### WHAT THE TASK ASKS
Retype only the lines at the head of the records, first through the one with "positive clicks: (318, 86) (52, 181)", exactly as written.

### INFORMATION SUPPLIED

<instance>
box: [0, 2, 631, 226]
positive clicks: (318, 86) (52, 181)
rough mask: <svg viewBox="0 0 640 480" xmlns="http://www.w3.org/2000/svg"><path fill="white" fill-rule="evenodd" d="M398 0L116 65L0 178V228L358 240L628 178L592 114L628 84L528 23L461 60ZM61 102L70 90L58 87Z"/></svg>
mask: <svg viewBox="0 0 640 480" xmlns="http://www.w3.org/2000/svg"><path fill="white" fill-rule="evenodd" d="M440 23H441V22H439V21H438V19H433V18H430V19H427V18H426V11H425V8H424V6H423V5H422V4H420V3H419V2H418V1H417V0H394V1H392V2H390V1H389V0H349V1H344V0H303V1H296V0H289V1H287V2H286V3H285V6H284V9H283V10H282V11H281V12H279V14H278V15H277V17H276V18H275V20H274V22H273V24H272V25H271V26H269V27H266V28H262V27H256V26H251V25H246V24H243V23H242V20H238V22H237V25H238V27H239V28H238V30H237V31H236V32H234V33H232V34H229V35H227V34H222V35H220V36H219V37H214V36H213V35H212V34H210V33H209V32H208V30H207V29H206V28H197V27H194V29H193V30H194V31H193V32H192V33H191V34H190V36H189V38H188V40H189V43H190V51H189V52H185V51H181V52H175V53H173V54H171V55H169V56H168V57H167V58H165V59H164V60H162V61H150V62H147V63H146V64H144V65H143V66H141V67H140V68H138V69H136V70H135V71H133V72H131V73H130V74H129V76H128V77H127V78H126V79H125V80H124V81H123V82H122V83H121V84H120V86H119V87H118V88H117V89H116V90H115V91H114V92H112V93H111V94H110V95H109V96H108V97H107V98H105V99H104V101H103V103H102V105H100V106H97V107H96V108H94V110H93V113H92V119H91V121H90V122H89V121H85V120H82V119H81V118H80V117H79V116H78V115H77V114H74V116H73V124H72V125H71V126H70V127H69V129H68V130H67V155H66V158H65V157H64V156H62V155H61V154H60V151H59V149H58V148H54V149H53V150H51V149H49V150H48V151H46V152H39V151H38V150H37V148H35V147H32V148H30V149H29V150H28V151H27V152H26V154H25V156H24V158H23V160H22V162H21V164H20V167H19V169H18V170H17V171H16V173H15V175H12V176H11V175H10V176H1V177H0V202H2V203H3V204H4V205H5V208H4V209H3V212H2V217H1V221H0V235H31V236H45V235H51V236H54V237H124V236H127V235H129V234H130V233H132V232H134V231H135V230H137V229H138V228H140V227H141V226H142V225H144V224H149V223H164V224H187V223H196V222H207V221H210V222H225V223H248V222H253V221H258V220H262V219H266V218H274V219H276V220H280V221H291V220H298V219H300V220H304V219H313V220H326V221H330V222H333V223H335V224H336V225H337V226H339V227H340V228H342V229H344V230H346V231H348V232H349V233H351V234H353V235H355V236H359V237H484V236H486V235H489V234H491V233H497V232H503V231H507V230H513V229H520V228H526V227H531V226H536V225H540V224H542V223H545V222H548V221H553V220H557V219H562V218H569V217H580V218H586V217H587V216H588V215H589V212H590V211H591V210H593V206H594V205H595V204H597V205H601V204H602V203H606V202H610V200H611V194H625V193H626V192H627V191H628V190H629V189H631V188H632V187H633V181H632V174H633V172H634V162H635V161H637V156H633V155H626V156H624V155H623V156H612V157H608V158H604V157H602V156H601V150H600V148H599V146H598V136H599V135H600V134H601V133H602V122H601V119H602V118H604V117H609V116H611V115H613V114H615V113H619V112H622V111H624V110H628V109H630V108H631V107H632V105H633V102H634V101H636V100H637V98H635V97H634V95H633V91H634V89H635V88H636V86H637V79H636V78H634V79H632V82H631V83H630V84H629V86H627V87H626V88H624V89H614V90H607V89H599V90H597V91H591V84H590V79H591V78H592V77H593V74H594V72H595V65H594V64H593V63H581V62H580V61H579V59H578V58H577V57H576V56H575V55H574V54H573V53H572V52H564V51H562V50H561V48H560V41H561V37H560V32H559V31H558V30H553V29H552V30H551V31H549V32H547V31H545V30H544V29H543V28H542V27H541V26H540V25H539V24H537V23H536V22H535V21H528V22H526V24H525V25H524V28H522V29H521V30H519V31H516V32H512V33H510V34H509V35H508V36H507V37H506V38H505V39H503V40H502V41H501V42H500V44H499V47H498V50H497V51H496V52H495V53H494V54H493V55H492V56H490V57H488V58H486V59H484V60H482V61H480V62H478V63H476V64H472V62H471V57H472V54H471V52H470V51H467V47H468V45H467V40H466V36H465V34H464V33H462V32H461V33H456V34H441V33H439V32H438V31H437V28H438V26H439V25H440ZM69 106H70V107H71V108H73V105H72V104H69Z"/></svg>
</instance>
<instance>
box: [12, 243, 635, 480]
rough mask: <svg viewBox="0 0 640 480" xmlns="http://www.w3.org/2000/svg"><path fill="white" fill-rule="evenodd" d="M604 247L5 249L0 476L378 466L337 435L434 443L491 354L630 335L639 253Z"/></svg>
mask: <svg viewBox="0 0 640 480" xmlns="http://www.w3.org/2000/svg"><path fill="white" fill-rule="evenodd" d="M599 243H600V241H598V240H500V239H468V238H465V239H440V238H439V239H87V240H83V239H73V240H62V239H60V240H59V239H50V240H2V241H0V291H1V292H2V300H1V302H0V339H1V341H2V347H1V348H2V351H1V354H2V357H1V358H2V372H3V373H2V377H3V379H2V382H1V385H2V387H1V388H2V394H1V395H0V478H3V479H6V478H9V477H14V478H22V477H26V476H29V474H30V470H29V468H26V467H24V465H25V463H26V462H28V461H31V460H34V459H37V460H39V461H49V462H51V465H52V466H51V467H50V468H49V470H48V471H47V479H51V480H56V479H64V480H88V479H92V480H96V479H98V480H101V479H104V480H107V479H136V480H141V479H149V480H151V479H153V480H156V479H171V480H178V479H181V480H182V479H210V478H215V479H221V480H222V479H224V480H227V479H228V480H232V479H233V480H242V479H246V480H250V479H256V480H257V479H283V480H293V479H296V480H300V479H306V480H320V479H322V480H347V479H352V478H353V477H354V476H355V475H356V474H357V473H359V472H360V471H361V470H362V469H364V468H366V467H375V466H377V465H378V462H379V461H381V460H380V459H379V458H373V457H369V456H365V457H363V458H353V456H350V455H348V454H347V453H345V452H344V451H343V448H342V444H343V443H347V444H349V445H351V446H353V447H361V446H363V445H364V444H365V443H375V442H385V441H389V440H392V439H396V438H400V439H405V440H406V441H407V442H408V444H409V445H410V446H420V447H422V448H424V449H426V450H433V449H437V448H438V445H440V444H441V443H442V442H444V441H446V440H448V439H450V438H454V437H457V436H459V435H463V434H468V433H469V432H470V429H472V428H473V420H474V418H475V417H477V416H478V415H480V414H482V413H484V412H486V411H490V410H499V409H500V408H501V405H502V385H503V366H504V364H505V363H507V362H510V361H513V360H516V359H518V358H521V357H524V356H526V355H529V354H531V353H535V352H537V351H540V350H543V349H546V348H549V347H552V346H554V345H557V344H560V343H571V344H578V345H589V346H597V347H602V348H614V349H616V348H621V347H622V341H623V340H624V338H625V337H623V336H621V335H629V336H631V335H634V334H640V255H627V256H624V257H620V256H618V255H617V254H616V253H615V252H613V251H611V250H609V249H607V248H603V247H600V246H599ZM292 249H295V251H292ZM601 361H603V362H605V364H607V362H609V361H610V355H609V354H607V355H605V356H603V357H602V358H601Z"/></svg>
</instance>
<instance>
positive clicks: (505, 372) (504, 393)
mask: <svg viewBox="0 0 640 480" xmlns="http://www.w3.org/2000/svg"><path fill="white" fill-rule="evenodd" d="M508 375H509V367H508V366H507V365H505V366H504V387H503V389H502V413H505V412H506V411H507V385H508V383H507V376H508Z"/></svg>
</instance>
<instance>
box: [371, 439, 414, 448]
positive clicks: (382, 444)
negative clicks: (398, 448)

### ANSWER TO THIS TASK
<instance>
box: [0, 2, 631, 226]
positive clicks: (318, 86) (52, 181)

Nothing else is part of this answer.